=== Working data ===
----------------------------------------

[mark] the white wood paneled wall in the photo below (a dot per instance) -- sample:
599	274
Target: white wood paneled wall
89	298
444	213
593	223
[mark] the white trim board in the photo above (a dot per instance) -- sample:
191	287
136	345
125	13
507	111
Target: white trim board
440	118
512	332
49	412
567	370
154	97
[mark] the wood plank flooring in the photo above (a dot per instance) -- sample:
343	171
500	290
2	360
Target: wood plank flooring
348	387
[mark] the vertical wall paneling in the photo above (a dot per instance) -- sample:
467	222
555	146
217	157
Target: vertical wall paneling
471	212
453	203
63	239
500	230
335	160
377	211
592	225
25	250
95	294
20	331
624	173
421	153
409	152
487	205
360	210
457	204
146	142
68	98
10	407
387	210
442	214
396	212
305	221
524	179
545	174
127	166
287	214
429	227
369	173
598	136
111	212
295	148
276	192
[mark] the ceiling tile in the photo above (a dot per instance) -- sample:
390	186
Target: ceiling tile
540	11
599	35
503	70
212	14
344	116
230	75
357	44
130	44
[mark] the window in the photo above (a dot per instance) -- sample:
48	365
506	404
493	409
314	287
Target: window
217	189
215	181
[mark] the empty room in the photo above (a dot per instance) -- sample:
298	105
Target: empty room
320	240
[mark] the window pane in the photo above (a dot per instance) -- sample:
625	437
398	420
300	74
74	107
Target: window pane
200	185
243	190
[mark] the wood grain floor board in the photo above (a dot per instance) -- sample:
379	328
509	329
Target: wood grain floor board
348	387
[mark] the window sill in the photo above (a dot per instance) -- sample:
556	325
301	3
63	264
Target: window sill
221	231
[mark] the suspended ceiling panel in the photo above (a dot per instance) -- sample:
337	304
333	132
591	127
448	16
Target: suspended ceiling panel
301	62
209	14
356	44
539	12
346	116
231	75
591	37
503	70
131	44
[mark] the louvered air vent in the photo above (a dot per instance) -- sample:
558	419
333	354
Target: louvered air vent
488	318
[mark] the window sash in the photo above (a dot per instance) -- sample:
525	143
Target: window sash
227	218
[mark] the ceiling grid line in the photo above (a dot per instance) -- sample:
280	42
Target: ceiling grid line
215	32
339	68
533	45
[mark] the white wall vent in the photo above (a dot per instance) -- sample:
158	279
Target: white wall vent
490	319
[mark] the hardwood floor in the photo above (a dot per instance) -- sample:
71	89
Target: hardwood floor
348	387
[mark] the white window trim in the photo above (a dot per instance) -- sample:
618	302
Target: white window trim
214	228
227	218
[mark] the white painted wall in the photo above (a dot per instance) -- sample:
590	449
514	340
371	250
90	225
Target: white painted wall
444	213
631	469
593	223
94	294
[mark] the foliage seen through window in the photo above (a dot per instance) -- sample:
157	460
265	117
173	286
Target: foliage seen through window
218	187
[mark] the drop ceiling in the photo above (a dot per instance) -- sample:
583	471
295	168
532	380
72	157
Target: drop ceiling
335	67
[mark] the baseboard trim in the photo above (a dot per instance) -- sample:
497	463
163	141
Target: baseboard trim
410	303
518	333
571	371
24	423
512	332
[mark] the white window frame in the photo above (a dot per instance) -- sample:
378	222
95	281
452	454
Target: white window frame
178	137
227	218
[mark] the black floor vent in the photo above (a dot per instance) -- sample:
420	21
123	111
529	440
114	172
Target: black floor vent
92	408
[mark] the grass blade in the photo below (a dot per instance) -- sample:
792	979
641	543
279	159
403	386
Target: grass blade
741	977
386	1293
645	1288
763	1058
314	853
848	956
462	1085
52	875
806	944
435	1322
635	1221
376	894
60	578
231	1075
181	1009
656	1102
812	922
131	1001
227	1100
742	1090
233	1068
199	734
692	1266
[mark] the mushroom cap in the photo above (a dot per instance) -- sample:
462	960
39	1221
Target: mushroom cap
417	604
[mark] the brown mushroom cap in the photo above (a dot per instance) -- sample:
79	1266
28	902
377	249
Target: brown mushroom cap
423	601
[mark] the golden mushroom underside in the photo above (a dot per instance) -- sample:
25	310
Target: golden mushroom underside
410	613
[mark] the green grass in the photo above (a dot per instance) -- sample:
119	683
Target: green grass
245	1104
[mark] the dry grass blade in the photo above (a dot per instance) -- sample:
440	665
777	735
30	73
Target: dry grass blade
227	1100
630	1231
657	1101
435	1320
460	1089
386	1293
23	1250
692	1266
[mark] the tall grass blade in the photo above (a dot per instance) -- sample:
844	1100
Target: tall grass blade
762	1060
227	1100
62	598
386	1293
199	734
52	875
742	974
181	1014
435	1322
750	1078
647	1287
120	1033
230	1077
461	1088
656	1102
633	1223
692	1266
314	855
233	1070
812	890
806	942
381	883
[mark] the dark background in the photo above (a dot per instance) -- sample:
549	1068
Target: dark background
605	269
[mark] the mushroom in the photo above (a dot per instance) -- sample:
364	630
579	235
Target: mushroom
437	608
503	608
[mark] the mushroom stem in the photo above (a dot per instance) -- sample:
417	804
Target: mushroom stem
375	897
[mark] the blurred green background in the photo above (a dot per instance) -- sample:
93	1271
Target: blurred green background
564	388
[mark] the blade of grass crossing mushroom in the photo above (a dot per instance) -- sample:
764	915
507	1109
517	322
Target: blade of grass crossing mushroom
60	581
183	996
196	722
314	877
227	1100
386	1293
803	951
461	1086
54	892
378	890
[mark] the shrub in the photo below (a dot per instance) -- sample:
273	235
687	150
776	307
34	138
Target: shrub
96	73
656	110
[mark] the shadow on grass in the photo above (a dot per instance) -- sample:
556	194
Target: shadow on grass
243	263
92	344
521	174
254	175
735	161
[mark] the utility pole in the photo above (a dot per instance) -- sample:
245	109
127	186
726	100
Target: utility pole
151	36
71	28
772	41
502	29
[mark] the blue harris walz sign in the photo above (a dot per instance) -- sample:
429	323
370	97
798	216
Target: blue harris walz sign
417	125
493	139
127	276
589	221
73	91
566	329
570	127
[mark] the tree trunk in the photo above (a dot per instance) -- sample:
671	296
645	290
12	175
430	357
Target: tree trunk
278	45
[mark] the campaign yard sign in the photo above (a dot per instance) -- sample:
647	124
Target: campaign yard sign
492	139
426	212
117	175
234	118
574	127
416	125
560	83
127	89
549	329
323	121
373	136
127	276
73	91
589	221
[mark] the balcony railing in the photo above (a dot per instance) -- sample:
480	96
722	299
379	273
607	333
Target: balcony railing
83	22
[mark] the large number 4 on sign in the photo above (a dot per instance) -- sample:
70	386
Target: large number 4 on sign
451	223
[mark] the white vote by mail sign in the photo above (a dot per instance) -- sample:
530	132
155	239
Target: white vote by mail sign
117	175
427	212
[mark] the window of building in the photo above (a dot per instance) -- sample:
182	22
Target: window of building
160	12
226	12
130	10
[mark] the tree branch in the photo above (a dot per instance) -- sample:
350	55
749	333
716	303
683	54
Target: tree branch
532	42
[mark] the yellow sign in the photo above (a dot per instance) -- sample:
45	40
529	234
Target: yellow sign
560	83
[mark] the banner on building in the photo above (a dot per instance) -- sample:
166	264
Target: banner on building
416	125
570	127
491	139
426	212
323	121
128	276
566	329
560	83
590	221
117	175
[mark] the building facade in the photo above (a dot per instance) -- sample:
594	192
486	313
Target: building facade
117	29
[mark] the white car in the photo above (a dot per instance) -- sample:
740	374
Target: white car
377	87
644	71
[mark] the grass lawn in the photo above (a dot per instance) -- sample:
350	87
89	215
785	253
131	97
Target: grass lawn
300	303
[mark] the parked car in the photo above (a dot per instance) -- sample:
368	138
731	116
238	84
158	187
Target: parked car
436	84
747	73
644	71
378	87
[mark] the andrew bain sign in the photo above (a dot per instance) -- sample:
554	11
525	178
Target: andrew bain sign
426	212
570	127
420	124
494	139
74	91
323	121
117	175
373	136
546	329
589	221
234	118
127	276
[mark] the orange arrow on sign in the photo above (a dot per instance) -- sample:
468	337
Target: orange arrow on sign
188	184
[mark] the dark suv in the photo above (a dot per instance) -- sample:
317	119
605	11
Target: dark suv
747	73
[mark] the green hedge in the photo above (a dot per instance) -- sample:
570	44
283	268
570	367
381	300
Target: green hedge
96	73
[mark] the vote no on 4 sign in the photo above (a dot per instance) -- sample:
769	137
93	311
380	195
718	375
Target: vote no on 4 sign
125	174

----------------------------------------

=== Stated task ===
Recast the material above as a Markdown table with the columns "Row" and "Line". Begin with the line that contains "[mark] the window of" and continue through the final line of the material, numbering each line and leaving out any blank lines.

=== Result of the exercise ===
| Row | Line |
|---|---|
| 1 | [mark] the window of building in the photo above (a dot per instance) -- sample: |
| 2 | 182	22 |
| 3 | Target: window of building |
| 4 | 160	12 |
| 5 | 226	12 |
| 6 | 130	10 |
| 7 | [mark] the tree branch in the photo above (a dot per instance) -- sample: |
| 8 | 350	55 |
| 9 | 749	333 |
| 10 | 716	303 |
| 11 | 683	54 |
| 12 | Target: tree branch |
| 13 | 532	42 |
| 14 | [mark] the yellow sign in the photo above (a dot per instance) -- sample: |
| 15 | 45	40 |
| 16 | 529	234 |
| 17 | Target: yellow sign |
| 18 | 560	83 |
| 19 | [mark] the banner on building in the photo above (a dot per instance) -- sample: |
| 20 | 166	264 |
| 21 | Target: banner on building |
| 22 | 416	125 |
| 23 | 570	127 |
| 24 | 491	139 |
| 25 | 426	212 |
| 26 | 323	121 |
| 27 | 128	276 |
| 28 | 566	329 |
| 29 | 560	83 |
| 30 | 590	221 |
| 31 | 117	175 |
| 32 | [mark] the building facade in the photo above (a dot per instance) -- sample: |
| 33 | 594	192 |
| 34 | 486	313 |
| 35 | Target: building facade |
| 36 | 117	29 |
| 37 | [mark] the white car in the photo above (a dot per instance) -- sample: |
| 38 | 740	374 |
| 39 | Target: white car |
| 40 | 377	87 |
| 41 | 644	71 |
| 42 | [mark] the grass lawn in the photo above (a dot per instance) -- sample: |
| 43 | 350	87 |
| 44 | 89	215 |
| 45 | 785	253 |
| 46 | 131	97 |
| 47 | Target: grass lawn |
| 48 | 300	303 |
| 49 | [mark] the parked car in the photo above (a dot per instance) -- sample: |
| 50 | 368	138 |
| 51 | 731	116 |
| 52 | 238	84 |
| 53 | 158	187 |
| 54 | Target: parked car |
| 55 | 436	84 |
| 56 | 747	73 |
| 57 | 644	71 |
| 58 | 378	87 |
| 59 | [mark] the andrew bain sign in the photo above (a dot per instance) -- sample: |
| 60 | 554	11 |
| 61 | 525	178 |
| 62 | Target: andrew bain sign |
| 63 | 426	212 |
| 64 | 570	127 |
| 65 | 420	124 |
| 66 | 494	139 |
| 67 | 74	91 |
| 68 | 323	121 |
| 69 | 117	175 |
| 70 | 373	136 |
| 71 | 546	329 |
| 72 | 589	221 |
| 73 | 234	118 |
| 74 | 127	276 |
| 75 | [mark] the orange arrow on sign in the photo above (a dot per instance) -- sample: |
| 76 | 468	337 |
| 77 | Target: orange arrow on sign |
| 78 | 188	184 |
| 79 | [mark] the dark suv in the photo above (a dot per instance) -- sample: |
| 80 | 317	119 |
| 81 | 605	11 |
| 82 | Target: dark suv |
| 83 | 747	73 |
| 84 | [mark] the green hedge in the photo above (a dot per instance) -- sample: |
| 85 | 570	44 |
| 86 | 283	268 |
| 87 | 570	367 |
| 88 | 381	300 |
| 89 | Target: green hedge |
| 90 | 96	73 |
| 91 | [mark] the vote no on 4 sign in the photo above (a dot per instance) -- sample: |
| 92 | 769	137 |
| 93 | 93	311 |
| 94 | 380	195 |
| 95 | 718	375 |
| 96 | Target: vote no on 4 sign |
| 97 | 125	174 |